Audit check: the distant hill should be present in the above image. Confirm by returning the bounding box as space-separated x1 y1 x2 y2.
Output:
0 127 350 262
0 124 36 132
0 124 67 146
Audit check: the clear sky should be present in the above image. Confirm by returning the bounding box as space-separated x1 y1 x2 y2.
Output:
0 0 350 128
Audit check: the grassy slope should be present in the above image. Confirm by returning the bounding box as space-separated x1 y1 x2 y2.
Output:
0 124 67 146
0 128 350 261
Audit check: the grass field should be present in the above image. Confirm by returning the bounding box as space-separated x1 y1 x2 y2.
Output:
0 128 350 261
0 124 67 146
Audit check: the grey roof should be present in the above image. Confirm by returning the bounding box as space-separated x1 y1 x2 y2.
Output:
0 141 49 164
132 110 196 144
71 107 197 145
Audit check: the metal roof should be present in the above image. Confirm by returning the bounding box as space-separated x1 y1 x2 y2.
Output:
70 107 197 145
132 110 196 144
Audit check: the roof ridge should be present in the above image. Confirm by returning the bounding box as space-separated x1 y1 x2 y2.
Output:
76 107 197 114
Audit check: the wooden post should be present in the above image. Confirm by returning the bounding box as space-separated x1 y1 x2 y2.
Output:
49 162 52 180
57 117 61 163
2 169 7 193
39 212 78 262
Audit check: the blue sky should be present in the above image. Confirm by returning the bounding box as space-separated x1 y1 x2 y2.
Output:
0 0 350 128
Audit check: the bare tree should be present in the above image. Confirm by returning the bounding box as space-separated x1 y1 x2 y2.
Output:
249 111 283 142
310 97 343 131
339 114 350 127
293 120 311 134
...
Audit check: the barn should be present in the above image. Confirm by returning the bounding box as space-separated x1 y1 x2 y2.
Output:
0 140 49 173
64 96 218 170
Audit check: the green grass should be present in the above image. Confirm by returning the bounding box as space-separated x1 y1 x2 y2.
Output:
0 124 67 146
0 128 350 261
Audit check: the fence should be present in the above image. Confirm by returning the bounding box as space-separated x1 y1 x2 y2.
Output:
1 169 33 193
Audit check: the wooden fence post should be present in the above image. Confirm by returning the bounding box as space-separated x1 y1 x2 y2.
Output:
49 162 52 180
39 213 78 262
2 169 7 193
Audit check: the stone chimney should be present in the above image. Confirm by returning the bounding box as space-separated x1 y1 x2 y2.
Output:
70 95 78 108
...
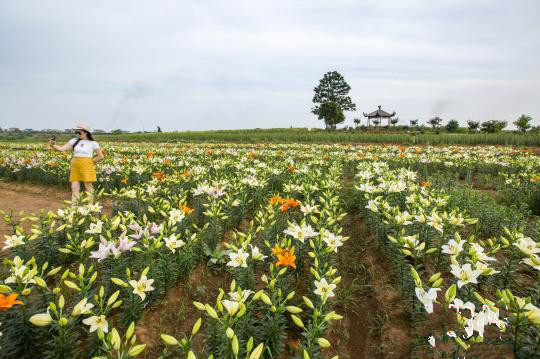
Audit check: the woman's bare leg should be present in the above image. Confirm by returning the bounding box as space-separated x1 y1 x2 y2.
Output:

* [요청 내용]: "Audit check: the bare" 문구가 있는 줄에서 시작해 "293 120 311 134" 문구가 있는 줄에서 끝나는 부분을 양 끝 줄까지 포함해 그대로 옮겨 적어 주세요.

* [작성한 답변]:
Audit check: the bare tree should be present in the above image. Confirm by returning the bounding box as space-separated x1 y1 x2 y2.
Output:
249 111 283 142
310 97 343 131
339 114 350 127
293 120 311 134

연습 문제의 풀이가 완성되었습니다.